(Outlines of labeled areas)
****************
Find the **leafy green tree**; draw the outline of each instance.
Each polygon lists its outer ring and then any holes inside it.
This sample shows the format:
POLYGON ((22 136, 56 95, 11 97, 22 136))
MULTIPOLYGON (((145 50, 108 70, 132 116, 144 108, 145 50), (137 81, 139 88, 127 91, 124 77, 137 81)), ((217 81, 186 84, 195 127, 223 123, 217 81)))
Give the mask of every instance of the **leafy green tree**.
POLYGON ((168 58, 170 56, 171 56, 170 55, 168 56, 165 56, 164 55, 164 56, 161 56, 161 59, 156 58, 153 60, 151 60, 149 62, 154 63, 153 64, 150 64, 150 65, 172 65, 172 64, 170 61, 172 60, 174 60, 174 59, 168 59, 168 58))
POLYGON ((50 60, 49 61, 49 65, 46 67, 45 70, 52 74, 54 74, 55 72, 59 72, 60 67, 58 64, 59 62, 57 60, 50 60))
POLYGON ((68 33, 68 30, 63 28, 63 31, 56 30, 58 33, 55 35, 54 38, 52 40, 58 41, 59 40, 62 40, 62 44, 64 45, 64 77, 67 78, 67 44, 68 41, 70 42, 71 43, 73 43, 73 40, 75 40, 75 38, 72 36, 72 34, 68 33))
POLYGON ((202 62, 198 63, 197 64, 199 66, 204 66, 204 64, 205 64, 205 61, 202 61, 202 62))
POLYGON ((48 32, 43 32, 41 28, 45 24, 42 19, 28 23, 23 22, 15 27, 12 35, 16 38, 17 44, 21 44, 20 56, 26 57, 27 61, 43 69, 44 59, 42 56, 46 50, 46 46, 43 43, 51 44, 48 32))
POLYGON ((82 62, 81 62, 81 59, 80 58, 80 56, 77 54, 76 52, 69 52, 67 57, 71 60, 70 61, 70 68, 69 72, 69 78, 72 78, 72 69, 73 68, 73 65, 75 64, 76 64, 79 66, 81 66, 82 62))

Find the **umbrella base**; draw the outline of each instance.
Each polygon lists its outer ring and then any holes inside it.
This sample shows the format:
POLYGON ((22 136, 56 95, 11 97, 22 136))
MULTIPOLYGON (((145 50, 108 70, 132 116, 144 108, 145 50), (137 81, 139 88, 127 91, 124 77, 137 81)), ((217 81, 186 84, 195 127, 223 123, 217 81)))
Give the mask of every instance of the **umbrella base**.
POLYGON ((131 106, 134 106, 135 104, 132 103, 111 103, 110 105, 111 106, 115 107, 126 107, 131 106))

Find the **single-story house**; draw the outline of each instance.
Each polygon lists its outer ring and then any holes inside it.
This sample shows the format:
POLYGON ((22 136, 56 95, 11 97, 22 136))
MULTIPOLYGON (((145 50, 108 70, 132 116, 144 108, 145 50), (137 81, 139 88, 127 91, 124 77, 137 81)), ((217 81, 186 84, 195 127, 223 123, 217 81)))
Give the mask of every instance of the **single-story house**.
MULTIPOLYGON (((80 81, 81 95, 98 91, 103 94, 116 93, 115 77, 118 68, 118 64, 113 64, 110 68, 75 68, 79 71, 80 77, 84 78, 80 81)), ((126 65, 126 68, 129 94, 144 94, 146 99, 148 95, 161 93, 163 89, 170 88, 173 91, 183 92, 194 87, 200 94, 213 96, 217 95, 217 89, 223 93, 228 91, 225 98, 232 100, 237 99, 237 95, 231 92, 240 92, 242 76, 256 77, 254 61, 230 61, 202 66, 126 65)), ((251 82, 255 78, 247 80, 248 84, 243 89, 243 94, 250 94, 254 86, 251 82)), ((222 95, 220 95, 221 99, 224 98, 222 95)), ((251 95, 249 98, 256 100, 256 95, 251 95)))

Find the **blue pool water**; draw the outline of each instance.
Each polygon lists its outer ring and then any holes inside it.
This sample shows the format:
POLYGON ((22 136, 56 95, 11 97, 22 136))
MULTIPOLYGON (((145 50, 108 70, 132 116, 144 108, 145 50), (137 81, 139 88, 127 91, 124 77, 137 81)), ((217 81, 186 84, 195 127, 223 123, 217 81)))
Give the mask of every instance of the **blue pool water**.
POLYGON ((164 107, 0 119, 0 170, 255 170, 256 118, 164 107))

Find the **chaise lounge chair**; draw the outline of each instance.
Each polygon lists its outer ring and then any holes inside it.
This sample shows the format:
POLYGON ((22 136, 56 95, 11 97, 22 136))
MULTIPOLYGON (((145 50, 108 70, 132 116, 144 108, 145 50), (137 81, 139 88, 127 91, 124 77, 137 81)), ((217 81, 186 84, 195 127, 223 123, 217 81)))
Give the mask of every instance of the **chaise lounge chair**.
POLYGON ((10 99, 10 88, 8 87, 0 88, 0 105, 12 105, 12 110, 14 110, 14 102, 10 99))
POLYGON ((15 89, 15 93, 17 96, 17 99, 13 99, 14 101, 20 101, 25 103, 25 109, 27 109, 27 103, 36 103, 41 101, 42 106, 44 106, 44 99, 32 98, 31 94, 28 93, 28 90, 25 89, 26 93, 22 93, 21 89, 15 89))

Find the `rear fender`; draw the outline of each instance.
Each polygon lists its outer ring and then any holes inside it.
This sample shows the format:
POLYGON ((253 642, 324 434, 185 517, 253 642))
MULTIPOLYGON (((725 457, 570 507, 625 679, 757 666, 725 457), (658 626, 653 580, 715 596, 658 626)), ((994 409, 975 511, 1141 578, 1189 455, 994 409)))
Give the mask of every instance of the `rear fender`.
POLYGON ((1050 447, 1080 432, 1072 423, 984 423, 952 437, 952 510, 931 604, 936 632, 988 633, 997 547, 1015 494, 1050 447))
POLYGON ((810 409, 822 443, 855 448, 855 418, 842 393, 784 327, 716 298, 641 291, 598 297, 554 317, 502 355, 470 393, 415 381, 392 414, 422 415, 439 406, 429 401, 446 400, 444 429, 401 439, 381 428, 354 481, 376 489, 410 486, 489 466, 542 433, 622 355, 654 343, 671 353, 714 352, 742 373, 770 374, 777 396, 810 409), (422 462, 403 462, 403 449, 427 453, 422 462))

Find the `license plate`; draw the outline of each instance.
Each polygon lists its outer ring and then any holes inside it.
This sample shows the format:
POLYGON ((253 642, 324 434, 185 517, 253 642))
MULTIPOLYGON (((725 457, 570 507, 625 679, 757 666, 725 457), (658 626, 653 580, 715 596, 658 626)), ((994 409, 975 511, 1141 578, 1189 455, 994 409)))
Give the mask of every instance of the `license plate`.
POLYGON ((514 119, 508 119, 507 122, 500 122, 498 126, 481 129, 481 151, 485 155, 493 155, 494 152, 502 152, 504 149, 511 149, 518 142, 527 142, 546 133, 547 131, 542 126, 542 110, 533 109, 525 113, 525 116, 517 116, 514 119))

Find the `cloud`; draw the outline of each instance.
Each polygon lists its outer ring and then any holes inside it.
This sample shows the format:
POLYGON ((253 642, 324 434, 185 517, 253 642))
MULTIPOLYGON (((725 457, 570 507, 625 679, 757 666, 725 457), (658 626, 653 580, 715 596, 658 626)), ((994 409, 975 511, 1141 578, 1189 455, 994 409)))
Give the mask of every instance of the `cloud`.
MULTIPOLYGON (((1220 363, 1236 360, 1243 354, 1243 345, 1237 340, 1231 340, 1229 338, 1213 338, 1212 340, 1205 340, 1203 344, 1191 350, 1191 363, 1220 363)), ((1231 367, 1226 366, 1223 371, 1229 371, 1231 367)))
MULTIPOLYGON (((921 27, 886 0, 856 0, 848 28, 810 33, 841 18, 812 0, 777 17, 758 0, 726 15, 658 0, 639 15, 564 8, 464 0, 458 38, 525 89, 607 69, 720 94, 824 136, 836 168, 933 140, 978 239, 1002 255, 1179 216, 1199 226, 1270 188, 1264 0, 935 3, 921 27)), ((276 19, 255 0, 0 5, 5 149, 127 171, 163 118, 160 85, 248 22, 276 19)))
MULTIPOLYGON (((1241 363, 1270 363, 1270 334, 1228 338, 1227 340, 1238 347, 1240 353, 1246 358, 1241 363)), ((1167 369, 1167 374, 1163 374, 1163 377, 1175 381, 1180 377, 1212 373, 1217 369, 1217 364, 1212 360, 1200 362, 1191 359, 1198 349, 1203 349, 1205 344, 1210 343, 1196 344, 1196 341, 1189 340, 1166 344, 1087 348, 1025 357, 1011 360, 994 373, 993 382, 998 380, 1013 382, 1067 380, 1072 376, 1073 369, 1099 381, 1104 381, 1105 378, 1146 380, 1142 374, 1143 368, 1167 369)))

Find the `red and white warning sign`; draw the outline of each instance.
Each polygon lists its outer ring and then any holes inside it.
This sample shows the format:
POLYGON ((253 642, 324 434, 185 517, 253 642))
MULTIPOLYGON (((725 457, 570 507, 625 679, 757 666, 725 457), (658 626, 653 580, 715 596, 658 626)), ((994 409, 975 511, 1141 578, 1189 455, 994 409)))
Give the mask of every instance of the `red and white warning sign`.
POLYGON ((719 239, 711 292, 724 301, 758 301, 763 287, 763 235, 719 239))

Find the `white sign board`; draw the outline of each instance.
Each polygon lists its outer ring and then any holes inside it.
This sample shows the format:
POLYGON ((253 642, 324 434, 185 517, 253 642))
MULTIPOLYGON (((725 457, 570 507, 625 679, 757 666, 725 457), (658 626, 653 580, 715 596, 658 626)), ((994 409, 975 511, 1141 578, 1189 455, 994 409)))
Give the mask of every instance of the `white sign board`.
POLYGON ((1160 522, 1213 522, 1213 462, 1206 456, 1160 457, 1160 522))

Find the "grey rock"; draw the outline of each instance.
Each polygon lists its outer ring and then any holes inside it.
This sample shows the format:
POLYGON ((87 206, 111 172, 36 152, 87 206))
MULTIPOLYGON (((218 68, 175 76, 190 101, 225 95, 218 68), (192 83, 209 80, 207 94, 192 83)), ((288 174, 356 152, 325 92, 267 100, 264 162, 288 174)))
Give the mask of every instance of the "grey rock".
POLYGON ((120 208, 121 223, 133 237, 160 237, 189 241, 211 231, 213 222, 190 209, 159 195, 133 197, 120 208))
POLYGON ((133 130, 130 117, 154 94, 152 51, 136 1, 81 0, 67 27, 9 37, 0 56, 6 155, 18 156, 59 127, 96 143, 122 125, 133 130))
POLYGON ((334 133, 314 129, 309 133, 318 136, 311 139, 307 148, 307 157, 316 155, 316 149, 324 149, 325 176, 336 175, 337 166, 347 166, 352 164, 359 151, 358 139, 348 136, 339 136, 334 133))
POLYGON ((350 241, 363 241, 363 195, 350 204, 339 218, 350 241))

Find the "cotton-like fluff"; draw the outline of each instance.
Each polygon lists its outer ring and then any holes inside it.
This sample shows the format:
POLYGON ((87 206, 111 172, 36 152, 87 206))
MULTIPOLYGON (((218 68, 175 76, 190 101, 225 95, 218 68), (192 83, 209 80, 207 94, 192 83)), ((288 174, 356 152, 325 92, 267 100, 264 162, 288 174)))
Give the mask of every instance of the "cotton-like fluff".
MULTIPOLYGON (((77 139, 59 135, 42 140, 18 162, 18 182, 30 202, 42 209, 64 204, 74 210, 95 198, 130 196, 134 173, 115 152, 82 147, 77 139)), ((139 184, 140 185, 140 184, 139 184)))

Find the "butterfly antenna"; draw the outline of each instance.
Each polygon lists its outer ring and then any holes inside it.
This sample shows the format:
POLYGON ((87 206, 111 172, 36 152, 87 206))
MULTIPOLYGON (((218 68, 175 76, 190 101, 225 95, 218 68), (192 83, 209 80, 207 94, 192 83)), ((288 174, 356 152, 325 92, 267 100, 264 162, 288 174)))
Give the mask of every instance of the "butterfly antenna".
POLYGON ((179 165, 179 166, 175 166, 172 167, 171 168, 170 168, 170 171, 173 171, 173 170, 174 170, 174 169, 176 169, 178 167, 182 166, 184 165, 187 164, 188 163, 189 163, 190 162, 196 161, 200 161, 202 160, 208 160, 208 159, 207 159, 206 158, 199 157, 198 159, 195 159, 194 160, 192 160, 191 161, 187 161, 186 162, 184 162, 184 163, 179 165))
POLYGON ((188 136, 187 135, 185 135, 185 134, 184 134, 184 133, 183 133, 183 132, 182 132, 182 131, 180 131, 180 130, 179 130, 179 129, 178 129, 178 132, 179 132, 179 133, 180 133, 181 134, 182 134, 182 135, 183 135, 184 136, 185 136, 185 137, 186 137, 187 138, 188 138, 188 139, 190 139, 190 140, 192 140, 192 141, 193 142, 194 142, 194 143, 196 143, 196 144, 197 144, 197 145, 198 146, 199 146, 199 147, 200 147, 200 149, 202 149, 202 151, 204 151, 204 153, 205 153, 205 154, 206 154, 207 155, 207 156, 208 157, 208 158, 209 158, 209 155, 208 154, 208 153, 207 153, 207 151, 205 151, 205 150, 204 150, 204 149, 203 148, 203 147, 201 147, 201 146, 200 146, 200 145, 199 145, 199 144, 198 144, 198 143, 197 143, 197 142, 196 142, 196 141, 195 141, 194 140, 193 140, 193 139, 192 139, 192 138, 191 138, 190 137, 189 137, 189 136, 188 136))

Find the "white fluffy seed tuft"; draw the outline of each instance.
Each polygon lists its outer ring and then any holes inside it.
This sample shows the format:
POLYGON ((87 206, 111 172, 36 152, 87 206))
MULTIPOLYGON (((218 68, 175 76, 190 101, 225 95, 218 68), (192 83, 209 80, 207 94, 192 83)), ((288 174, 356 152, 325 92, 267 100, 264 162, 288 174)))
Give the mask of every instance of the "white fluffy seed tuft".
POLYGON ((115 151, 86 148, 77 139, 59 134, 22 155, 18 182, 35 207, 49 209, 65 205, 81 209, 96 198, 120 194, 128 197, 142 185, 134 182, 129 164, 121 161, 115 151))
****************
## [What you should do]
Repeat the lines from the start through the one containing "POLYGON ((202 62, 198", both ends included, word for word.

## [Full response]
Find the **leafy green tree**; draw the outline of each instance.
Each polygon lists its outer ring and then any holes inside it.
This sample shows the format:
POLYGON ((22 136, 56 95, 11 97, 22 136))
MULTIPOLYGON (((145 50, 108 70, 132 116, 144 108, 145 50), (137 81, 139 88, 127 91, 124 77, 137 81)), ((217 81, 186 84, 195 127, 223 123, 217 81)))
Give the mask of every instance of the **leafy green tree**.
POLYGON ((168 58, 170 56, 171 56, 170 55, 168 56, 165 56, 164 55, 164 56, 161 56, 161 59, 156 58, 153 60, 151 60, 149 62, 154 63, 153 64, 150 64, 150 65, 172 65, 172 64, 170 61, 172 60, 174 60, 174 59, 168 59, 168 58))
POLYGON ((50 60, 49 61, 49 65, 46 67, 45 70, 52 74, 54 74, 55 72, 59 72, 60 67, 58 64, 59 62, 57 60, 50 60))
POLYGON ((68 33, 68 30, 63 28, 63 31, 56 30, 58 33, 55 35, 54 38, 52 40, 58 41, 59 40, 62 40, 62 44, 64 45, 64 77, 67 78, 67 44, 68 41, 70 42, 71 43, 73 43, 73 40, 75 40, 75 38, 72 36, 72 34, 68 33))
POLYGON ((202 62, 198 63, 197 64, 199 66, 204 66, 204 64, 205 64, 205 61, 202 61, 202 62))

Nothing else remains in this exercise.